ЗАДАНИЯ:
A) Выведите без изменений фрагмент воспоминаний о техникуме между словами «Среди студентов –» и «вечером дарила ты.», включая обе границы.
B) Перечислите все танцы, которые, согласно воспоминаниям о техникуме, танцевали парами на воскресных вечерах.
C) Напишите продолжение воспоминаний о техникуме, начиная сразу после последнего приведённого предложения.

ИСХОДНЫЙ ФРАГМЕНТ:
____
Среди студентов – простых ребят и девушек – попадались настоящие таланты, например, чудесная певица Наташа Менская (променявшая на третьем курсе горняцкую романтику на тернистый путь в искусстве). Кажется весь техникум, включая преподавателей, был очарован её голосом. Спустя более полувека у меня в ушах до сих пор звучат мелодия и слова её «коронной» песни (полный текст одного из её вариантов дополнил из Интернета):
Гвоздики алые, багряно-пряные
Однажды вечером дарила ты.
И ночью снились мне сны небывалые,
Мне снились алые цветы,
Мне снилась девушка, такая милая,
Такая чудная, на вид – гроза,
Мне душу ранили мечты обманные,
И жгли лучистые ее глаза.
Казалось, будто бы она, усталая,
Склонила голову на грудь мою.
И эту девушку с глазами чудными,
С глазами черными с тех пор люблю.
Можно представить впечатление, которое производили эти слова в устах черноглазой красавицы Наташи с её мелодичным и красивым грудным голосом…
А поздними вечерами из какой-нибудь пустой аудитории (учебные классы имели общие коридор с общежитием) часто раздавались завораживающе звуки скрипки – это наш общий любимец, тихий и задумчиво-серьёзный Алёша Холкин, учившийся одновремённо в музыкальной школе, проникновенно играл мелодию «Чардаша» Витторио Монти…
Дирекция техникума прилагала благородные усилия приобщить к «городской культуре» студенческий коллектив, состоявший, в основном, из деревенских хлопцев, организуя различные мероприятия – культпоходы в театры, общие техникумовские викторины, обучение на курсах бальных и западноевропейских танцев и т. п. Последнее позволяло нам общаться с девчонками, приходившими на курсы из других «женских» по своему профилю техникумов, что было немаловажно для нашего, в основном, «бурсацкого» мужского коллектива Я тоже окончил такие курсы и даже до сих пор ещё помню некоторые фигуры этих танцев «французского» происхождения как «па д’эспань» и «па де катр» (дословно «испанский шаг» и «четыре шага»).
…В техникуме по воскресеньям часто проводились вечера танцев. Танцы в те времена (как уже упоминал выше) были только «парные» (танцевали парами – «кавалер с барышней»). Танцевали , танго, фокстрот, вальс, иногда краковяк, польку и красивый вальс-бостон. При этом названия "танго" и "фокстрот" почему-то считались "космополитическими", "буржуазными" и их заменяли названиями "медленный танец" и быстрый танец" соответственно. Так эти танцы и объявлялись на вечерах и по радио тоже...
Поскольку студенческое общежитие размещалось в здании самого техникума (аудитории и студенческие комнаты располагались по соседству), в течение вечера многие ребята часто из актового зала убегали в общагу, чтобы «заправиться для храбрости» самогонкой, которую всегда можно было «позычить» у наших деревенских хлопцев, привозивших его из своих деревень.
____
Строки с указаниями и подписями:
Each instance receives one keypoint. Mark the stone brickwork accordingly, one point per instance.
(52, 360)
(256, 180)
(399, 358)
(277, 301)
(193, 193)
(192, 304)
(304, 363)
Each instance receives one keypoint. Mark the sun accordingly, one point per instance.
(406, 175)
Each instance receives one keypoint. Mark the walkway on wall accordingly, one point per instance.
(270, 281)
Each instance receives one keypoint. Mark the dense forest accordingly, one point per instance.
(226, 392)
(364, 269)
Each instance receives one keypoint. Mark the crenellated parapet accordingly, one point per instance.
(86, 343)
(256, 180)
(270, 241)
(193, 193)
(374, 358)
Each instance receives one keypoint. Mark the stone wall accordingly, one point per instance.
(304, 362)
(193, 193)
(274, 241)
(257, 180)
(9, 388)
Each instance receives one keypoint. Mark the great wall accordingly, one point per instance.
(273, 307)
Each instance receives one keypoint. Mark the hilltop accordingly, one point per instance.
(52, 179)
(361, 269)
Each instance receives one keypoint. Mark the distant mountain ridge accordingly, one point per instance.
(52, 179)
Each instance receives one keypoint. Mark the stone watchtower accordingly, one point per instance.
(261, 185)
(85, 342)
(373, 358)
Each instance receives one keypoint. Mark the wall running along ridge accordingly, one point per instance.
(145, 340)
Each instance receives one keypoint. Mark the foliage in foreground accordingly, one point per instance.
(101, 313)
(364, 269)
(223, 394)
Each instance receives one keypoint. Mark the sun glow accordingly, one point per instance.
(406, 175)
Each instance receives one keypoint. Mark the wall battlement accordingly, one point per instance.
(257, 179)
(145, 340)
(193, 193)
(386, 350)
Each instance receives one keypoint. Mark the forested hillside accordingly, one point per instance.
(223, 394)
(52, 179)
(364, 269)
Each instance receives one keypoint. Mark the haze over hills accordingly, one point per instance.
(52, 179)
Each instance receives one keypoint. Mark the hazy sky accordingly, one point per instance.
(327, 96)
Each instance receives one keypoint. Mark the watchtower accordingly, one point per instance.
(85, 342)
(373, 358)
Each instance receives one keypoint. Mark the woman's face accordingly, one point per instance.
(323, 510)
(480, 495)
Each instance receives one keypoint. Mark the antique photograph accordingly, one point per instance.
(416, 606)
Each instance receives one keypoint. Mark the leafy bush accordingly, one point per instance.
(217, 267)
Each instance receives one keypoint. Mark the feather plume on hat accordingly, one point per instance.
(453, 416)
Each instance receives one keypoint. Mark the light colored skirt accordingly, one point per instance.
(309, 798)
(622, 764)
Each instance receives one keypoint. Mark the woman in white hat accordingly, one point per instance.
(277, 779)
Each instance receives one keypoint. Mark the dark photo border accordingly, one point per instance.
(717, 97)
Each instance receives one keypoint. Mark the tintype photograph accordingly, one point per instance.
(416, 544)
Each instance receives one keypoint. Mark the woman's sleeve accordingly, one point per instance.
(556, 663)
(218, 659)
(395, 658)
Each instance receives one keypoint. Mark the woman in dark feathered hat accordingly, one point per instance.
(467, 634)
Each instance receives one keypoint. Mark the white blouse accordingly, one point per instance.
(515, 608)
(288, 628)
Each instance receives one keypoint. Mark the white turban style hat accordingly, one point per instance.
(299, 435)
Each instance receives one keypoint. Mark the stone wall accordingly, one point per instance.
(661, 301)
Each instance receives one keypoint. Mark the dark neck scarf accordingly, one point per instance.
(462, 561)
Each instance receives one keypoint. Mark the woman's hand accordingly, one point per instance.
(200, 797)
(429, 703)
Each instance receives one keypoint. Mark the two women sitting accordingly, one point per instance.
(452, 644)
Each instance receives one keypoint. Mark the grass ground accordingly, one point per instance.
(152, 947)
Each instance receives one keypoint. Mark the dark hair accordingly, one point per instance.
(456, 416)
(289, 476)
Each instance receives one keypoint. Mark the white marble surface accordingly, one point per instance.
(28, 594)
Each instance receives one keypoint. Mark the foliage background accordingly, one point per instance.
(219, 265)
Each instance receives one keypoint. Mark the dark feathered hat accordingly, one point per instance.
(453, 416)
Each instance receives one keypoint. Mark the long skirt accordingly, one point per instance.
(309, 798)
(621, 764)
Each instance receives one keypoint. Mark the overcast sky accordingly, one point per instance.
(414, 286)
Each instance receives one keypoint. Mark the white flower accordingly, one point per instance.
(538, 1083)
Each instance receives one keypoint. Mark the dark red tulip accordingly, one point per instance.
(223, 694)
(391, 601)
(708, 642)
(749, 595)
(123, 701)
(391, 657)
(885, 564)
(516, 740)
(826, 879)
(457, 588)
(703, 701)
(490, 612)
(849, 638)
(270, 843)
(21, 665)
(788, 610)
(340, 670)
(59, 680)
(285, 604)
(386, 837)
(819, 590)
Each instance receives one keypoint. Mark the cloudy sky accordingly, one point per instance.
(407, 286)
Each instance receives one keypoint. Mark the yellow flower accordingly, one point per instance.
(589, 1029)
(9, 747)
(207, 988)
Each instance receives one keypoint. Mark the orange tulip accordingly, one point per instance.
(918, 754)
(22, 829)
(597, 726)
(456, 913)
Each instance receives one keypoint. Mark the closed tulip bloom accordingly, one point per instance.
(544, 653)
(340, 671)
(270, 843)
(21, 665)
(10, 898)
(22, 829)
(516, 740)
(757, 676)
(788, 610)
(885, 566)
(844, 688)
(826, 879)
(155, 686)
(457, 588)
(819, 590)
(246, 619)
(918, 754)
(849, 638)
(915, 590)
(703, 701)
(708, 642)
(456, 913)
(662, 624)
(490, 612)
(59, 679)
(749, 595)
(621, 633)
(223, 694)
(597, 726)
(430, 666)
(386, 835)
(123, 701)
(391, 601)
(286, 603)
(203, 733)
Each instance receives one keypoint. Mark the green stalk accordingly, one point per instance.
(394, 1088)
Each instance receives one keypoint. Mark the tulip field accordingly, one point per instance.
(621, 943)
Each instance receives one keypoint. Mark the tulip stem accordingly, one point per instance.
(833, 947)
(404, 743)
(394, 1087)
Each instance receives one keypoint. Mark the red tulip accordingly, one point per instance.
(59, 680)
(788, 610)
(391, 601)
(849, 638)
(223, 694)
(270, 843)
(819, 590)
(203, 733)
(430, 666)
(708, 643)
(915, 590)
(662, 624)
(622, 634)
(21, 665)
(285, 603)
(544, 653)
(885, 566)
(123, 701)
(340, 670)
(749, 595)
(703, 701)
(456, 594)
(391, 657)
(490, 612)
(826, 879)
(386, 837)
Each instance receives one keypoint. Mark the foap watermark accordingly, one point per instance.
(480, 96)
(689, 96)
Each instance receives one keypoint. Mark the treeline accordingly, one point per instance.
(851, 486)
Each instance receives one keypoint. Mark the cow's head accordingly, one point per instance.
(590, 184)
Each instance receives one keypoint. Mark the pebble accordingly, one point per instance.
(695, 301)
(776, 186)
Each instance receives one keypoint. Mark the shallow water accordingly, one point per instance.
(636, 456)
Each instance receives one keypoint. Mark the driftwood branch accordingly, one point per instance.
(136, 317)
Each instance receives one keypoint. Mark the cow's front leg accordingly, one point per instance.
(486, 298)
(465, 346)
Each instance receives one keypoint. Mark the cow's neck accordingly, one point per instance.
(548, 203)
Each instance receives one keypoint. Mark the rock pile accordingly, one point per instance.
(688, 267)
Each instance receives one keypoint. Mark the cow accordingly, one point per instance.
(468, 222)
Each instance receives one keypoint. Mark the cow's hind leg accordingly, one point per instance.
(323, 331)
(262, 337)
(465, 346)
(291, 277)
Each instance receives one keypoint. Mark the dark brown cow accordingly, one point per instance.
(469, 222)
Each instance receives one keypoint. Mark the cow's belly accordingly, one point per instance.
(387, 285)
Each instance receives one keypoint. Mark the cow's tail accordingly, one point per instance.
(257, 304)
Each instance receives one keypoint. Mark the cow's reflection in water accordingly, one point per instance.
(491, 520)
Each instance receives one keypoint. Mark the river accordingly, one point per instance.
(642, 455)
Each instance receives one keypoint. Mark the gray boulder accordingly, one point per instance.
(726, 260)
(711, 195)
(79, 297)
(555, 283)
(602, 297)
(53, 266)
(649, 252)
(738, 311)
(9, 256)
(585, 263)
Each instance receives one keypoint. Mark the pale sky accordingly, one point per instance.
____
ОТВЕТЫ К ЗАДАНИЯМ:
A)
Среди студентов – простых ребят и девушек – попадались настоящие таланты, например, чудесная певица Наташа Менская (променявшая на третьем курсе горняцкую романтику на тернистый путь в искусстве). Кажется весь техникум, включая преподавателей, был очарован её голосом. Спустя более полувека у меня в ушах до сих пор звучат мелодия и слова её «коронной» песни (полный текст одного из её вариантов дополнил из Интернета):
Гвоздики алые, багряно-пряные
Однажды вечером дарила ты.

B) Танго, фокстрот, вальс, краковяк, полька, вальс-бостон.

C)
А «храбрость» была весьма необходима: из-за нехватки своих партнёрш (техникум-то был «мужской») дирекцией по согласованию разрешалось приглашать девушек из соседнего кредитно-финансового техникума, контингент которого сплошь состоял из особ «женскаго полу»… Когда табун таких чужих «красулек» смущённо улыбаясь робко просачивался в танцзал, многие наши ребятки каменели от стеснения (да, тогда молодёжь была в массе своей более стеснительной), либо неожиданно для самих себя становились весьма красноречивыми и «смелыми» - даже развязными.
Немногочисленные наши девчонки, наоборот, поглядывали на пришелиц, достаточно ревниво, что было вполне естественно. Самые мужественные из них напряжённо пытались изобразить показное равнодушие... Но попозже во время танцев молодёжь, как водится, постепенно осваивалась, и разгоралось веселье.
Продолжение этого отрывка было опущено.